**Task directions**
Can you switch "largest disc" to "biggest circle" throughout the records below and give them back otherwise unchanged, leaving out the pictures?

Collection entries
- - - -

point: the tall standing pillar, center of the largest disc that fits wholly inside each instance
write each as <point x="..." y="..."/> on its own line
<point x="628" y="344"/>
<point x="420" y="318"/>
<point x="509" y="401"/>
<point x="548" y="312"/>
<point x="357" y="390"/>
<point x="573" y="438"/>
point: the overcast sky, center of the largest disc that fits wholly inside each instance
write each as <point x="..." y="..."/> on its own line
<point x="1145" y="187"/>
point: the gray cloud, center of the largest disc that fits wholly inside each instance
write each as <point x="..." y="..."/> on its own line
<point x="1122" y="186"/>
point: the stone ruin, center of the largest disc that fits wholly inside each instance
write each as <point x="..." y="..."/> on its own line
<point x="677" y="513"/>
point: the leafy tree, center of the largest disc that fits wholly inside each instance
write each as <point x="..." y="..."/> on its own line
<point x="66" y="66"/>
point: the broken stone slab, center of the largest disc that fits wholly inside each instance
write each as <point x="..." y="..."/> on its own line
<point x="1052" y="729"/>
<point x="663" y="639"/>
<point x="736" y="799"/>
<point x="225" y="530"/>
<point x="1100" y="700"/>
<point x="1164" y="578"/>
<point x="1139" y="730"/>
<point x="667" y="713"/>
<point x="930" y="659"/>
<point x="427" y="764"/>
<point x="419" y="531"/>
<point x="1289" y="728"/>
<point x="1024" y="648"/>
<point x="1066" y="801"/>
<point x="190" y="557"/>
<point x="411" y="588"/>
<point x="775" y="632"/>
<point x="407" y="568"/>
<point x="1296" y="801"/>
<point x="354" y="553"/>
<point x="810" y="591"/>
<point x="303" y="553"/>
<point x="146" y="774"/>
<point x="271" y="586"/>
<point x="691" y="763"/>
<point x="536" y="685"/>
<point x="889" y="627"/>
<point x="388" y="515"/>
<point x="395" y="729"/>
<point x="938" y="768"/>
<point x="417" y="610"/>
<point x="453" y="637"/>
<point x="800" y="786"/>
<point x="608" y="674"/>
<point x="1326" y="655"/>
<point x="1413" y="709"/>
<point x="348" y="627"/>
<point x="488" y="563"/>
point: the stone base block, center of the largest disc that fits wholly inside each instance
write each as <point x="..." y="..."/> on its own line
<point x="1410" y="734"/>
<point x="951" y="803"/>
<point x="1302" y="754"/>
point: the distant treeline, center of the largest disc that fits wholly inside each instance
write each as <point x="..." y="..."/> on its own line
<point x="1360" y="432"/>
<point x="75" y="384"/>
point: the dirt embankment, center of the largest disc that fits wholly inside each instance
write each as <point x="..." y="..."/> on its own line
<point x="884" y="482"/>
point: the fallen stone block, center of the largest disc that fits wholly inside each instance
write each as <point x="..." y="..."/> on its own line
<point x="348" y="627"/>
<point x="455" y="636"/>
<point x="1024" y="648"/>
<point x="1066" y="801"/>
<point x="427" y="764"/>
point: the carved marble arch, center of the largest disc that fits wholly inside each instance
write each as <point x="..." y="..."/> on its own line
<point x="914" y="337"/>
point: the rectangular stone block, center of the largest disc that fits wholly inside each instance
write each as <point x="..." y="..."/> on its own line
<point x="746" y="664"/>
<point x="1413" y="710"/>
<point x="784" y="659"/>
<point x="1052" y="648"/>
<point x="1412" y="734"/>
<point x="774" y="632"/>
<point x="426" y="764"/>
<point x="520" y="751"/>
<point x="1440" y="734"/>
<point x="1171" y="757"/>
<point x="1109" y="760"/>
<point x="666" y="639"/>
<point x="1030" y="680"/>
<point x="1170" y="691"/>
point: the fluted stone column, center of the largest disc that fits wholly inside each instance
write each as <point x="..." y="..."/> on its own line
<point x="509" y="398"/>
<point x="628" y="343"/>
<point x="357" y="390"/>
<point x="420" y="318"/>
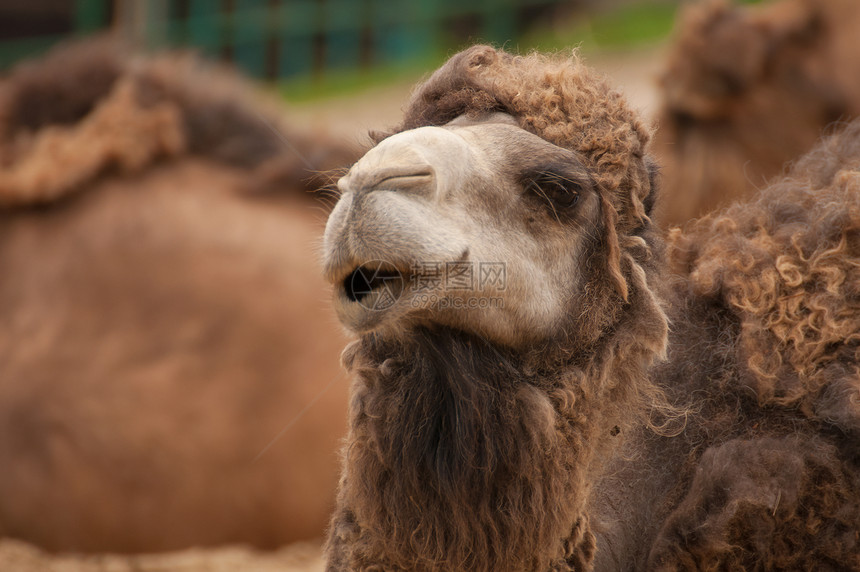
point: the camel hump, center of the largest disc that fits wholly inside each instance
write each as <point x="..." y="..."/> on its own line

- - - -

**Output of the exercise**
point: the tall standing pillar, center of the biggest circle that fits wholly inside each instance
write each as <point x="..." y="..."/> on its own line
<point x="628" y="344"/>
<point x="420" y="318"/>
<point x="509" y="401"/>
<point x="548" y="312"/>
<point x="357" y="390"/>
<point x="573" y="438"/>
point: the overcast sky, center of the biggest circle that fits wholly inside each instance
write each as <point x="..." y="..."/> on its own line
<point x="1145" y="187"/>
point: the gray cloud, center of the biggest circle that fits wholly inside each instance
write each as <point x="..." y="..."/> on its own line
<point x="1122" y="186"/>
point: the stone ruin, center of the biggest circle that fits wholly inside each instance
write each as <point x="..." y="..."/> on its own line
<point x="677" y="513"/>
point: the leafy tree, center of the biggest circle that fits wholly inside each instance
write each as <point x="..." y="..."/> on its own line
<point x="66" y="66"/>
point: the broken stone slab, center of the biggest circle that fits wholly inside each instance
write each as <point x="..." y="..."/> on its own line
<point x="1052" y="729"/>
<point x="663" y="639"/>
<point x="736" y="799"/>
<point x="225" y="530"/>
<point x="1100" y="700"/>
<point x="1164" y="578"/>
<point x="1139" y="730"/>
<point x="667" y="713"/>
<point x="930" y="659"/>
<point x="427" y="764"/>
<point x="419" y="531"/>
<point x="1289" y="728"/>
<point x="1024" y="648"/>
<point x="1066" y="801"/>
<point x="190" y="557"/>
<point x="411" y="588"/>
<point x="775" y="632"/>
<point x="407" y="568"/>
<point x="1296" y="801"/>
<point x="354" y="553"/>
<point x="810" y="591"/>
<point x="303" y="553"/>
<point x="146" y="774"/>
<point x="271" y="586"/>
<point x="691" y="763"/>
<point x="536" y="685"/>
<point x="889" y="627"/>
<point x="388" y="515"/>
<point x="395" y="729"/>
<point x="938" y="768"/>
<point x="417" y="610"/>
<point x="453" y="637"/>
<point x="800" y="786"/>
<point x="608" y="674"/>
<point x="1326" y="655"/>
<point x="1413" y="709"/>
<point x="348" y="627"/>
<point x="488" y="563"/>
point: the stone base block, center of the biggest circle that fits wholly inside each instance
write each as <point x="..." y="..."/> on its own line
<point x="1410" y="734"/>
<point x="951" y="803"/>
<point x="1302" y="754"/>
point: the distant treeline, center of the biggest circle that fits wholly inside each instance
write each as <point x="..." y="..."/> on its own line
<point x="1360" y="432"/>
<point x="75" y="384"/>
point: the dirt embankment, center of the biggest circle that fits wholly inside each instance
write each as <point x="..." y="..."/> on its own line
<point x="884" y="482"/>
point: the fallen stone block, center of the biggest circle that fits wholly inside each instance
write each as <point x="..." y="..."/> on its own line
<point x="348" y="627"/>
<point x="455" y="636"/>
<point x="1024" y="648"/>
<point x="1066" y="801"/>
<point x="427" y="764"/>
point: the carved marble arch, center of the biggest circle that fits wholly inside each instance
write each as <point x="..." y="..."/> on its own line
<point x="914" y="337"/>
point: the rectangular stone block, center of the biggest circle that fits wholly inside each instance
write each as <point x="..." y="..."/> on its own line
<point x="746" y="664"/>
<point x="1413" y="710"/>
<point x="784" y="659"/>
<point x="1052" y="648"/>
<point x="1412" y="734"/>
<point x="774" y="632"/>
<point x="426" y="764"/>
<point x="520" y="751"/>
<point x="1440" y="734"/>
<point x="1171" y="757"/>
<point x="1109" y="760"/>
<point x="666" y="639"/>
<point x="1030" y="680"/>
<point x="1170" y="691"/>
point: the fluted stone column, center of the biggest circle that fits wholly inside each instance
write each as <point x="..." y="..."/> on its own line
<point x="509" y="398"/>
<point x="628" y="343"/>
<point x="357" y="390"/>
<point x="420" y="318"/>
point: the camel hump, center of the biggest circle that fits wholly inside each instance
write each as <point x="..." y="..."/> on its own line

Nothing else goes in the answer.